(Point-based annotation data)
------------------------
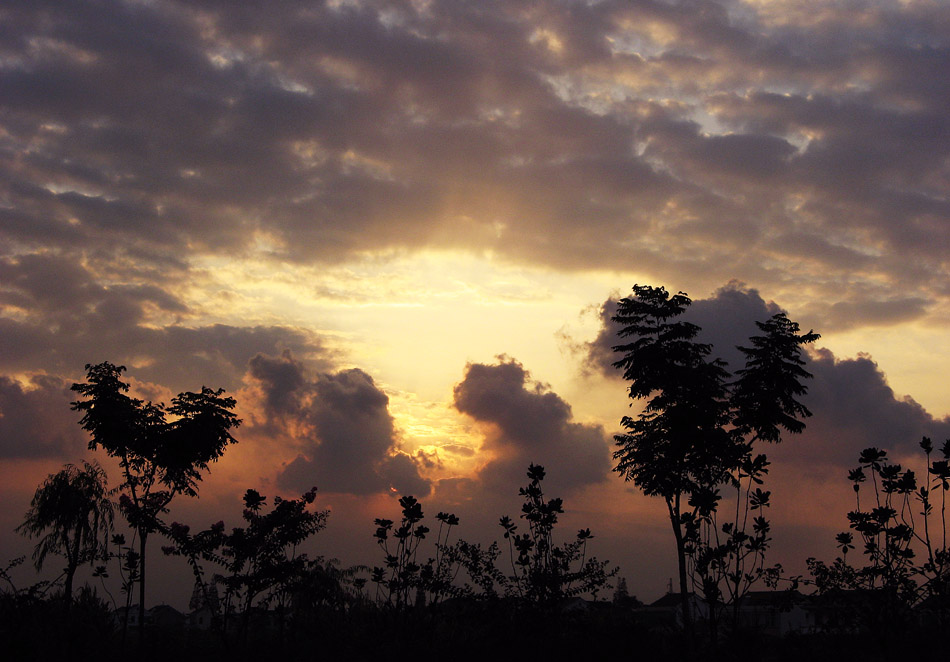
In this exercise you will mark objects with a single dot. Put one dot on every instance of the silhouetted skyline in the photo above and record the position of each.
(395, 233)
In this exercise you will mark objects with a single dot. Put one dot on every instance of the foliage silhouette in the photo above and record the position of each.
(260, 560)
(544, 572)
(696, 434)
(153, 452)
(403, 571)
(892, 580)
(72, 515)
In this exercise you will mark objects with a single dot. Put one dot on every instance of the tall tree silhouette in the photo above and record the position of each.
(159, 458)
(697, 429)
(72, 516)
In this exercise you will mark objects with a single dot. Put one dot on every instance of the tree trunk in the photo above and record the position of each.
(673, 507)
(68, 589)
(143, 535)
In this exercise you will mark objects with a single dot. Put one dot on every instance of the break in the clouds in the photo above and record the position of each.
(529, 424)
(803, 144)
(853, 407)
(340, 425)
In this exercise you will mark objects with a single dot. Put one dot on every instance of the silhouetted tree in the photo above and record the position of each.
(159, 458)
(697, 430)
(404, 571)
(892, 580)
(72, 515)
(260, 559)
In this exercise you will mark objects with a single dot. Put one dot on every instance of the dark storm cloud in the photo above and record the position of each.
(688, 139)
(341, 426)
(726, 319)
(36, 421)
(852, 405)
(854, 408)
(533, 425)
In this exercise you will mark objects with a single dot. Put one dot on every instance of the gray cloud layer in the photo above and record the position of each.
(532, 425)
(852, 404)
(341, 425)
(769, 141)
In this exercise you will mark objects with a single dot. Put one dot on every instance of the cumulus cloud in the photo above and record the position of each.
(340, 425)
(852, 404)
(529, 424)
(36, 420)
(585, 135)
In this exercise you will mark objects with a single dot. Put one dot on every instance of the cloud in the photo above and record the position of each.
(36, 420)
(852, 404)
(583, 136)
(340, 425)
(529, 424)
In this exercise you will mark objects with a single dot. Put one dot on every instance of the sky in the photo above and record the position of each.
(395, 232)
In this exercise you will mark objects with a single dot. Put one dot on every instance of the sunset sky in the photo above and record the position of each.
(393, 231)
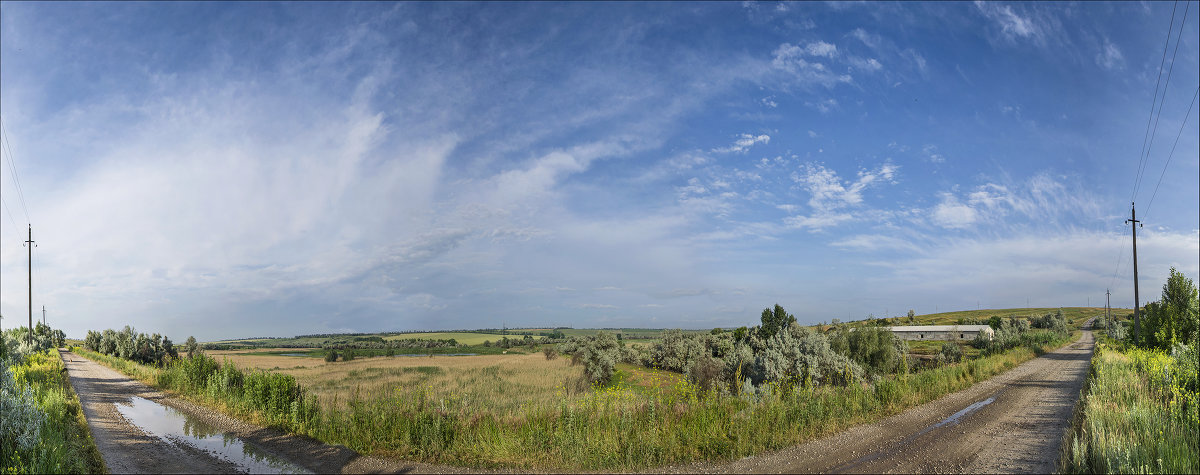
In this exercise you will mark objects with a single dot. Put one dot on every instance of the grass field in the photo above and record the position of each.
(461, 337)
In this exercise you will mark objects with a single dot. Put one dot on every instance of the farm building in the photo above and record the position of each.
(942, 331)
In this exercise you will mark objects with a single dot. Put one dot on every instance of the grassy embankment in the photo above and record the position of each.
(1139, 414)
(526, 416)
(64, 444)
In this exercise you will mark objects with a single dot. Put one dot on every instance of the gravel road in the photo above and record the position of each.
(130, 449)
(1013, 422)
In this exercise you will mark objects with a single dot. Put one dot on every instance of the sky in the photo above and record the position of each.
(222, 169)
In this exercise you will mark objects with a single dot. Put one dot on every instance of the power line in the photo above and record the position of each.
(12, 167)
(1157, 82)
(1146, 211)
(1159, 115)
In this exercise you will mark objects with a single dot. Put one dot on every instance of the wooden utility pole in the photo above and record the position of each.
(30, 245)
(1137, 311)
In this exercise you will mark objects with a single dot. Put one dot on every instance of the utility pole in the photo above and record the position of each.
(30, 242)
(1137, 311)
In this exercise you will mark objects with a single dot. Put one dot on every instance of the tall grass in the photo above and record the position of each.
(63, 445)
(615, 427)
(1140, 414)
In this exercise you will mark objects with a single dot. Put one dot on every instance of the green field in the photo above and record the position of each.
(461, 337)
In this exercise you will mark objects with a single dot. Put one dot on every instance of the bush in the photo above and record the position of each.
(951, 353)
(599, 358)
(879, 350)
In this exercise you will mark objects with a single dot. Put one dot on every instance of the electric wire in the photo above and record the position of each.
(1161, 101)
(12, 168)
(1188, 115)
(1155, 98)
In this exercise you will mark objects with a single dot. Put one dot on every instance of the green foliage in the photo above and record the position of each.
(599, 356)
(42, 428)
(951, 353)
(127, 343)
(774, 320)
(1174, 319)
(994, 322)
(1140, 414)
(877, 349)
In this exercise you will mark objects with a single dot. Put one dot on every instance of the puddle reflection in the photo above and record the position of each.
(175, 427)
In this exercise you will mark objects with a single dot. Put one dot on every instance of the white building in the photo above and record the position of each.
(942, 331)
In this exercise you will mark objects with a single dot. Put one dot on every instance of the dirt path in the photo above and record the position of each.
(1013, 422)
(130, 449)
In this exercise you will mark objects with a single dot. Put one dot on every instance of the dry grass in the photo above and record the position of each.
(499, 383)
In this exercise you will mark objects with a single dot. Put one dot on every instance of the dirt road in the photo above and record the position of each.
(1013, 422)
(133, 436)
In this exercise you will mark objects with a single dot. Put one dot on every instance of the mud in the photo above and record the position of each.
(130, 449)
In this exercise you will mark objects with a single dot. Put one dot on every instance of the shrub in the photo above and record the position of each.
(599, 358)
(706, 372)
(951, 353)
(677, 350)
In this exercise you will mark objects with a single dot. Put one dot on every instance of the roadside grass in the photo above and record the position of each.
(1079, 314)
(64, 442)
(1139, 415)
(528, 413)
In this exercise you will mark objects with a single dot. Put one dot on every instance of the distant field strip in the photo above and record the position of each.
(461, 337)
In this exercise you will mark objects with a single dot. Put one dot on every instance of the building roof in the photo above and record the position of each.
(940, 328)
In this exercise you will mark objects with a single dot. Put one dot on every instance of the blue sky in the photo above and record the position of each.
(270, 169)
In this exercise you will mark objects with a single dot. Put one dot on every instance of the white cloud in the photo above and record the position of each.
(876, 242)
(1012, 25)
(1110, 58)
(869, 65)
(829, 194)
(953, 214)
(743, 143)
(600, 306)
(791, 59)
(823, 106)
(869, 38)
(931, 154)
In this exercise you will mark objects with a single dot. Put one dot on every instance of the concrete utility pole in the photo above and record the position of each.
(1108, 306)
(1137, 311)
(30, 242)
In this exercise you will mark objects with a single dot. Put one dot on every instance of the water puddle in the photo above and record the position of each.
(175, 428)
(954, 418)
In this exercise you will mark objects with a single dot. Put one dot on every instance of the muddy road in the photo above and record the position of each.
(139, 430)
(1013, 422)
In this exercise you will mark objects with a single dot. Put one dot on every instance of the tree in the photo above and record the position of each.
(599, 356)
(1175, 318)
(192, 347)
(775, 320)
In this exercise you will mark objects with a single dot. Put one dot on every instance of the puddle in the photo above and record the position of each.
(175, 428)
(954, 418)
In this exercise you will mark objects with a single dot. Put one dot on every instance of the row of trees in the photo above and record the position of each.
(130, 344)
(777, 350)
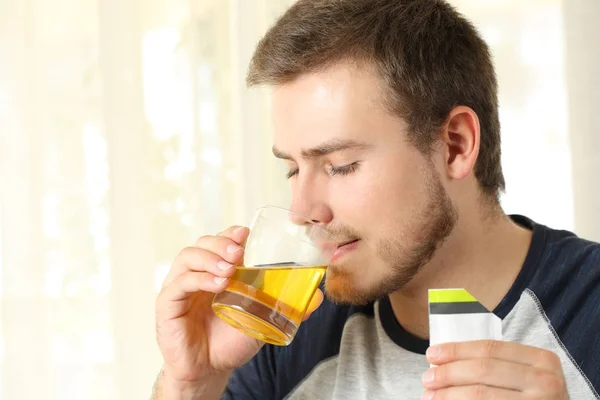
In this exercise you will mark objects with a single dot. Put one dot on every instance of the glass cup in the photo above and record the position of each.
(285, 259)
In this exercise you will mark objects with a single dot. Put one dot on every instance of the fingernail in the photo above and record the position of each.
(429, 376)
(223, 265)
(428, 395)
(220, 281)
(232, 248)
(434, 352)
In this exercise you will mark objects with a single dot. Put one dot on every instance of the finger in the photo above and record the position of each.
(480, 371)
(197, 259)
(507, 351)
(478, 392)
(188, 283)
(223, 247)
(315, 302)
(230, 250)
(238, 234)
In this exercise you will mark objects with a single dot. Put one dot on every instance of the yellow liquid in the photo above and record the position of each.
(269, 303)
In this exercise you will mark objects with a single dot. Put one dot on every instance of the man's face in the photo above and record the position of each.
(353, 171)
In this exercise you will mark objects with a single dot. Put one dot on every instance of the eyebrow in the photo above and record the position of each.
(323, 149)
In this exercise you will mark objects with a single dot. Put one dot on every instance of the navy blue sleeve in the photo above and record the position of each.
(570, 296)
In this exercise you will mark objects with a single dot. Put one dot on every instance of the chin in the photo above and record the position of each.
(341, 287)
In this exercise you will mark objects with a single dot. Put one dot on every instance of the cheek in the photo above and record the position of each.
(372, 200)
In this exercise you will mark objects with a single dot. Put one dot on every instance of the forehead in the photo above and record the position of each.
(342, 102)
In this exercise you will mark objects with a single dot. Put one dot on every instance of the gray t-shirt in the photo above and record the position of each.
(364, 353)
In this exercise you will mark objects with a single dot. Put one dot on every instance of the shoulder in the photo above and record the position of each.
(566, 285)
(276, 370)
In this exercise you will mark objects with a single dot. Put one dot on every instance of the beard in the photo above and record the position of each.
(405, 255)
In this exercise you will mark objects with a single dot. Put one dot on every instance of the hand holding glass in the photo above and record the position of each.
(285, 259)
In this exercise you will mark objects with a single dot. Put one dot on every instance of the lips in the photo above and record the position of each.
(342, 244)
(344, 248)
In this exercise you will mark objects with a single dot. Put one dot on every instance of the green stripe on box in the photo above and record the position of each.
(450, 296)
(457, 308)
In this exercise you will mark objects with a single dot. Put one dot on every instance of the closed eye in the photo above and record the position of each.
(343, 170)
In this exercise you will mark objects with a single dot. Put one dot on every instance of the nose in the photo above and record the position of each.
(309, 203)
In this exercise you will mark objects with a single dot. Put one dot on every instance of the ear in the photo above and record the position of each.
(460, 136)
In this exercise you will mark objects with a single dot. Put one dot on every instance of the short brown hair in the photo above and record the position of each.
(430, 57)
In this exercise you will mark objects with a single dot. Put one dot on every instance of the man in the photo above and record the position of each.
(386, 113)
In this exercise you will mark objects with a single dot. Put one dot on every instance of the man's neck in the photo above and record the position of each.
(484, 255)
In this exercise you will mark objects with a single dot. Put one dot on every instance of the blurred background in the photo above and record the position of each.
(127, 132)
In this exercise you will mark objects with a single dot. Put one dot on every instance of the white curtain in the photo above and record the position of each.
(127, 131)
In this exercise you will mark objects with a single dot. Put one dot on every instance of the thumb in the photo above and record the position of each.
(314, 303)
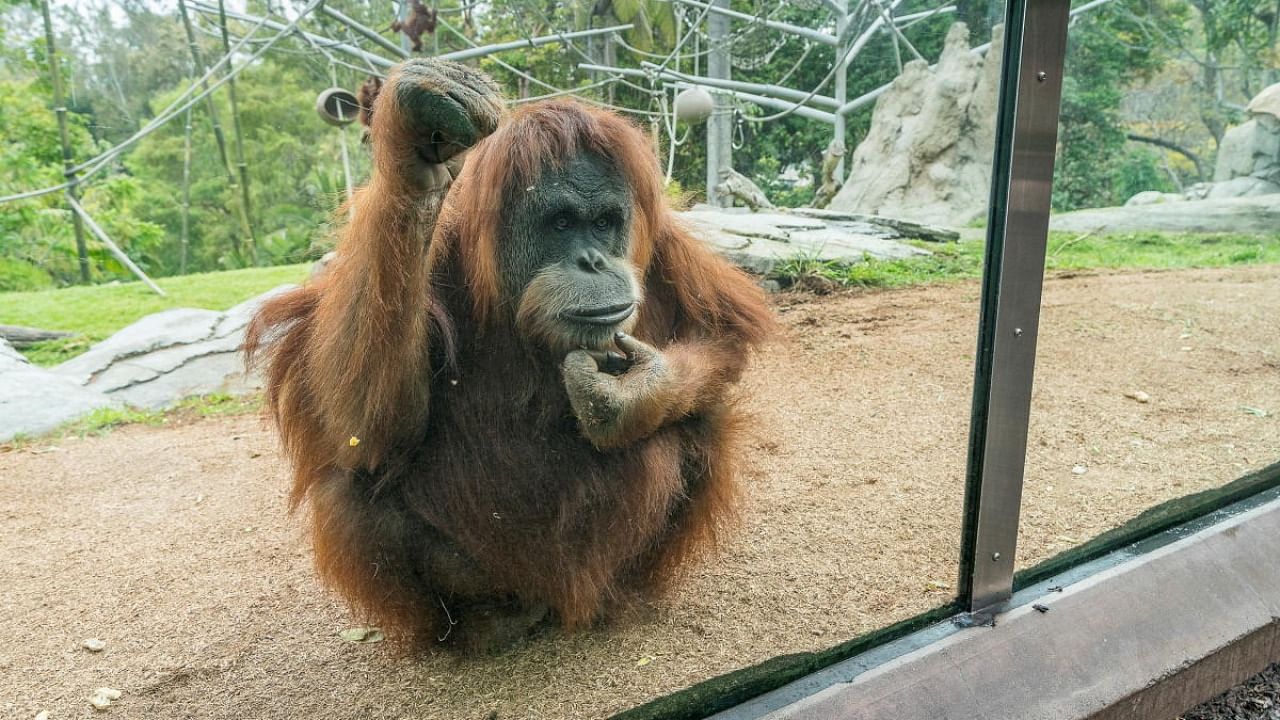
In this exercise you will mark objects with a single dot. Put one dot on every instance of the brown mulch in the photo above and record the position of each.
(172, 543)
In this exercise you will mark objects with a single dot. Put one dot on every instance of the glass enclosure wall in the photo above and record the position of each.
(1157, 368)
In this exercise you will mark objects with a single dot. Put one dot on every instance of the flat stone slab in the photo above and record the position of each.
(759, 241)
(33, 400)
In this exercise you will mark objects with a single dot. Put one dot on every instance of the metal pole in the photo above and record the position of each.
(402, 16)
(370, 33)
(60, 110)
(246, 226)
(115, 249)
(720, 126)
(842, 57)
(186, 195)
(196, 57)
(1013, 281)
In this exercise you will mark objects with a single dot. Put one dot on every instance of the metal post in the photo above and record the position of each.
(186, 195)
(720, 126)
(1013, 279)
(60, 110)
(402, 16)
(246, 224)
(201, 68)
(841, 80)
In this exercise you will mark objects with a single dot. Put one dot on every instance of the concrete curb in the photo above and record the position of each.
(1144, 639)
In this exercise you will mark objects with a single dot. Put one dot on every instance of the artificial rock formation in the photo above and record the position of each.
(1248, 158)
(927, 155)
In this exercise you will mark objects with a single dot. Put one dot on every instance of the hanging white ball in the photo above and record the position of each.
(694, 105)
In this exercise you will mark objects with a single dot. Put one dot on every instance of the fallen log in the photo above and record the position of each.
(21, 337)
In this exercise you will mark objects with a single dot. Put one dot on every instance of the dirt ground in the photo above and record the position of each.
(1256, 698)
(173, 547)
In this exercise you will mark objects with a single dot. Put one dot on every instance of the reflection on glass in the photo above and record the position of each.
(1157, 365)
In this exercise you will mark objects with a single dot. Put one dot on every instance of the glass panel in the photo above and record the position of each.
(168, 538)
(1157, 361)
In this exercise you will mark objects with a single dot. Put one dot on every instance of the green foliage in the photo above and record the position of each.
(19, 274)
(1106, 50)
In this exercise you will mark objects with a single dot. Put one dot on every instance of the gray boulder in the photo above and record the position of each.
(927, 155)
(33, 400)
(759, 241)
(170, 355)
(1251, 149)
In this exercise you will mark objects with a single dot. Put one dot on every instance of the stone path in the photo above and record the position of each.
(152, 364)
(759, 241)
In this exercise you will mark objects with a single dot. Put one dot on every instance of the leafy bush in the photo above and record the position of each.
(19, 274)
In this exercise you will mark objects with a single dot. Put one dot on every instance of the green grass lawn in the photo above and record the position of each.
(1066, 251)
(96, 311)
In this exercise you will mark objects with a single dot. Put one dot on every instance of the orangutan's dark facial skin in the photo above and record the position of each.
(563, 256)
------------------------
**Goal:** Present the lines of the data as a Markdown table with the columns "Row" and "Entry", beginning with the line containing "of the cloud" and continuing through the line containing "(1159, 115)", with blank lines omitted. Leave out the pictures.

**Completed exercise:**
| Row | Entry |
|---|---|
| 1 | In this exercise you will mark objects with a single dot. Put one dot on every instance of the cloud in the photo above and record the position of each. |
| 2 | (36, 420) |
| 3 | (852, 404) |
| 4 | (583, 136) |
| 5 | (340, 425) |
| 6 | (529, 424) |
| 7 | In this exercise you will mark objects with a single dot. Put one dot on every instance of the sky in the photo above and record the position of each. |
| 8 | (395, 232) |
| 9 | In this exercise you will mark objects with a single dot. Put one dot on every instance of the sunset sky in the photo above and record the position of each. |
| 10 | (393, 231) |
| 11 | In this exercise you will mark objects with a single dot. Put one dot on every instance of the grass field in the photo above and record the position of each. |
| 12 | (461, 337) |
| 13 | In this exercise you will mark objects with a single dot. Put one dot on every instance of the farm building in the photo above and record the position of each. |
| 14 | (942, 331) |
| 15 | In this exercise you will mark objects with a single dot. Put one dot on every instance of the grassy embankment in the photo above and record the position of each. |
| 16 | (1139, 414) |
| 17 | (526, 416) |
| 18 | (64, 444) |
| 19 | In this exercise you will mark objects with a single dot. Put one dot on every instance of the gravel road in the photo above and record the position of each. |
| 20 | (130, 449) |
| 21 | (1013, 422) |
| 22 | In this exercise you will mark objects with a single dot. Put one dot on every instance of the sky in the photo above and record the position of each. |
| 23 | (222, 169) |
| 24 | In this exercise you will mark objects with a single dot. Put one dot on every instance of the power line in the photo above and record the position of each. |
| 25 | (12, 167) |
| 26 | (1157, 82) |
| 27 | (1146, 211) |
| 28 | (1159, 115) |